[Object point labels]
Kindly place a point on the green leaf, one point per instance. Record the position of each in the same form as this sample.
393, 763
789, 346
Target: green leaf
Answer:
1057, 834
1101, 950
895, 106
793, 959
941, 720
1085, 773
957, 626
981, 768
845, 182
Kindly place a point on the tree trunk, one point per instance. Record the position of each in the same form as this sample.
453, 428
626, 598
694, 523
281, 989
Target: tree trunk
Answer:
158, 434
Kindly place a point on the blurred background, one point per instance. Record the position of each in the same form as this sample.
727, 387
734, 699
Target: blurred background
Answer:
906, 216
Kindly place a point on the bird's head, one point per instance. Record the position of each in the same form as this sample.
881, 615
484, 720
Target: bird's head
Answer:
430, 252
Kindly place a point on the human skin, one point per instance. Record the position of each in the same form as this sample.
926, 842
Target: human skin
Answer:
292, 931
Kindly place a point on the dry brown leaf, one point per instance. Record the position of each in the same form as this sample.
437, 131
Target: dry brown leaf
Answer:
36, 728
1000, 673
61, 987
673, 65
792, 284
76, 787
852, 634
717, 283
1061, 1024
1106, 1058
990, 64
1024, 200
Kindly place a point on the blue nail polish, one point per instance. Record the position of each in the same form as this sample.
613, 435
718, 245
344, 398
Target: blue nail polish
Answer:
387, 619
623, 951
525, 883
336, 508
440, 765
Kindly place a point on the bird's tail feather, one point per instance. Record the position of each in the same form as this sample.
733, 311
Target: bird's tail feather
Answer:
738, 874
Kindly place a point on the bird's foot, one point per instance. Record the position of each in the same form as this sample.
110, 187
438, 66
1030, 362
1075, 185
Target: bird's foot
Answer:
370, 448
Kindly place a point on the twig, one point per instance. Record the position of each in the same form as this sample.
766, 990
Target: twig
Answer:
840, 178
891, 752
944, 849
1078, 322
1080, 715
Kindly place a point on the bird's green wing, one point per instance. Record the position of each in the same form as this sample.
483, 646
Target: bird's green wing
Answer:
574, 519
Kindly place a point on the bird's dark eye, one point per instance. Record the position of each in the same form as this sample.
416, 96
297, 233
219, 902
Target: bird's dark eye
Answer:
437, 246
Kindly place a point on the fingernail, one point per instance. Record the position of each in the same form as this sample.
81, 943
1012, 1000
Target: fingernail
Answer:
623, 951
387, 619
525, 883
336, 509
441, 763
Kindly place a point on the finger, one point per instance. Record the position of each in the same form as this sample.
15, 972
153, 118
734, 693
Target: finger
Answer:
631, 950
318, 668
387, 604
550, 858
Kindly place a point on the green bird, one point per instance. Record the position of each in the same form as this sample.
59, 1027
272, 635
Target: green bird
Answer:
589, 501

* STATED EXERCISE
Repeat the material word for word, in full.

* THE SOLUTION
Kindly place a point on the green leaf, one point per instance. Record the position of each in the same form as this sample.
393, 763
789, 346
Target: green leaf
Answer:
1057, 834
1101, 950
895, 106
793, 959
941, 720
1085, 773
957, 626
981, 768
845, 182
Kindly place a point on the tree trunk, one point per instance. Record the position of each in the same form as this sample.
453, 428
626, 598
694, 523
281, 989
Target: tree trunk
Answer:
158, 434
Kindly place a point on the blurred background, one point per instance. Record the position of each in the same form as this sample.
727, 387
734, 699
Target: blurred background
Answer:
906, 216
Kindly place a point on the bird's head, one point per instance. Record the position of each in the same form as this sample.
881, 615
484, 720
Target: bird's head
Answer:
430, 252
Kindly place a point on the human skin, one point per instance. Record the position of each in the same form as this sample.
926, 842
Target: human skin
Answer:
292, 931
Kindly place a point on the dry brown leaf, one point per instance. Record the position of each in the same form as this sample.
437, 131
Target: dry brown leaf
Answer:
36, 728
1000, 673
61, 987
673, 65
792, 284
76, 787
852, 634
717, 283
1061, 1024
1106, 1058
990, 64
1024, 200
Kindly place a point on the blue nail polish, one point per instance. Record the position of each in the same form as this sample.
613, 435
718, 245
344, 398
Target: blue nail polish
Answer:
387, 619
623, 951
525, 883
336, 508
440, 765
Kindly place a point on the bird's tail feather, one point per instance. Record the position of each in the same form as this sample.
733, 311
Target: bird's tail feather
Answer:
738, 874
Kindly place a point on the bird's foot, one point per instance. Record the position of each in the same form as this sample.
110, 187
438, 66
1030, 362
1075, 185
Target: bird's foot
Answer:
370, 448
Kindly place a point on the twig, one point per instance. Record the position of each in the same form as this sample.
766, 990
Target: twig
Answer:
840, 178
891, 752
944, 849
1078, 322
1080, 715
Kindly place a point on the bird's green wing, one point per instance. Record the position of each in the same form as this sample.
483, 646
Target: bird's green wing
Answer:
574, 519
Kindly place a point on the bird's dark eye, one point per instance. Record the position of each in the same form as this sample.
416, 96
297, 233
219, 902
Target: bird's dark eye
Answer:
437, 246
Kindly place a point on the fingernail, one point per instance. Record the position of each in the same form as this sample.
81, 943
1012, 1000
Target: fingernail
Answer:
623, 951
387, 619
525, 883
336, 509
441, 763
Kindly place a point on the finger, one point per instance. Record the position of each in the same form as this sample.
15, 972
153, 118
734, 693
Target: finger
Answer:
631, 950
318, 668
387, 604
550, 858
Kindly place a point on the green bird, one point per instance. Record the position of each in the same form as this sample.
59, 1027
272, 635
Target: green bird
Answer:
589, 501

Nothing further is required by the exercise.